(Records drawn from a dataset)
-=-=-=-=-

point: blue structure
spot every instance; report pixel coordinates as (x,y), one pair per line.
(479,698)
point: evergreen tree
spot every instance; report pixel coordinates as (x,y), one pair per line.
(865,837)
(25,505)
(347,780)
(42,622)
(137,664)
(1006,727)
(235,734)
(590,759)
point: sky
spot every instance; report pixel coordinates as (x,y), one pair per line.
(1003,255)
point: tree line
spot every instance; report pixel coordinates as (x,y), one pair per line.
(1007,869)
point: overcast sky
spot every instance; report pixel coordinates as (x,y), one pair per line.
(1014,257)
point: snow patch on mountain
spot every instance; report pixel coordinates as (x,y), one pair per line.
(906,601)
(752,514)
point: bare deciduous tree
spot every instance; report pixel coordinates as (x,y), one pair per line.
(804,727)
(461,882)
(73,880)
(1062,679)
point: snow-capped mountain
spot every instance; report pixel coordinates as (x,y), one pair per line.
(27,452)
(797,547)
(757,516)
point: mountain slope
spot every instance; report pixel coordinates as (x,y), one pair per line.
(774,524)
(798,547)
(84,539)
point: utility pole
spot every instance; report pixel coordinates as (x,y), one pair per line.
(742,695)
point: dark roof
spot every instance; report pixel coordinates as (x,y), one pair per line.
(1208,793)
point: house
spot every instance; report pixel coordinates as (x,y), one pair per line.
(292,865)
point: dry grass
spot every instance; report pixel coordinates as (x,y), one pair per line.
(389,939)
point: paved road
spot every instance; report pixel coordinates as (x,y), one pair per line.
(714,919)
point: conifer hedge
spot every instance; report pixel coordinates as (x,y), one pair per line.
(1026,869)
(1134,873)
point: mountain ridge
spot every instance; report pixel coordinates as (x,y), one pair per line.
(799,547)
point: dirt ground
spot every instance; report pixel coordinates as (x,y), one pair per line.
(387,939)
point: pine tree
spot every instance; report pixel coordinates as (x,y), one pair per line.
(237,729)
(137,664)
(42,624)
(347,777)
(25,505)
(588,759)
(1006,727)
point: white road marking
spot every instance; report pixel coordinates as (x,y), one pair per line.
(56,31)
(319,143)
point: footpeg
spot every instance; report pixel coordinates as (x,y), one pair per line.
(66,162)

-=-=-=-=-

→ **WHAT IS BEING ASKED**
Copy every line of the records word for word.

→ **RESPONSE AREA**
point: blue structure
spot every instance; report pixel coordinates as (x,y), one pair per line.
(479,698)
point: evergreen tree
spot every instance; report pixel coordinates as (x,y), one pair per line.
(865,837)
(25,505)
(347,780)
(42,622)
(137,664)
(1006,727)
(235,734)
(590,759)
point: sky
spot every instance; report pixel coordinates as (x,y), one pair per line.
(1003,255)
point: tree line
spot every instance; report pixel coordinates as (x,y), one pair per line.
(1007,869)
point: overcast sky
spot every instance; report pixel coordinates as (x,y), one pair per line.
(1014,257)
point: snow patch on mountain
spot every instance; report pixel coordinates as (x,y), one pair per line.
(906,601)
(752,514)
point: bare deciduous tree
spot every instance; report pixel coordinates as (x,y), one pair per line.
(804,727)
(461,882)
(73,880)
(1062,679)
point: snow-capped mountain
spot every instance; report pixel coordinates as (x,y), one pair per line.
(27,452)
(797,547)
(757,516)
point: mountain slope
spot every instance; report pixel coordinates as (x,y), one pair per line.
(774,524)
(798,547)
(84,539)
point: utility pole
spot every instance; report pixel coordinates as (x,y), one pair per line.
(742,695)
point: dark roof
spot every instance; report pixel coordinates as (x,y), one pair per line.
(1208,793)
point: house
spot every instance; report pixel coordinates as (x,y), one pair per line.
(292,865)
point: dry grass
spot every instance; report pixel coordinates as (x,y), one pair per line.
(389,939)
point: paved road
spot every instance; report pixel coordinates as (x,y), one pair per line.
(714,919)
point: conifer hedge
spot every instance; report pixel coordinates as (x,y), one pair per line.
(1026,869)
(1134,873)
point: mountain ridge
spot every instance; report pixel coordinates as (x,y), one pair per line.
(799,547)
point: dirt ground
spot every instance; report pixel coordinates as (x,y), one pair per line.
(387,939)
point: pine tree
spot every instance; report pixel coordinates as (x,y), one pair per line.
(237,729)
(137,664)
(42,624)
(347,777)
(25,505)
(588,759)
(1006,727)
point: white road marking
spot every instance; report pixel coordinates as (x,y), one pair per line.
(56,31)
(319,143)
point: footpeg
spot every instance; report pixel coordinates as (x,y), one pair per line.
(66,162)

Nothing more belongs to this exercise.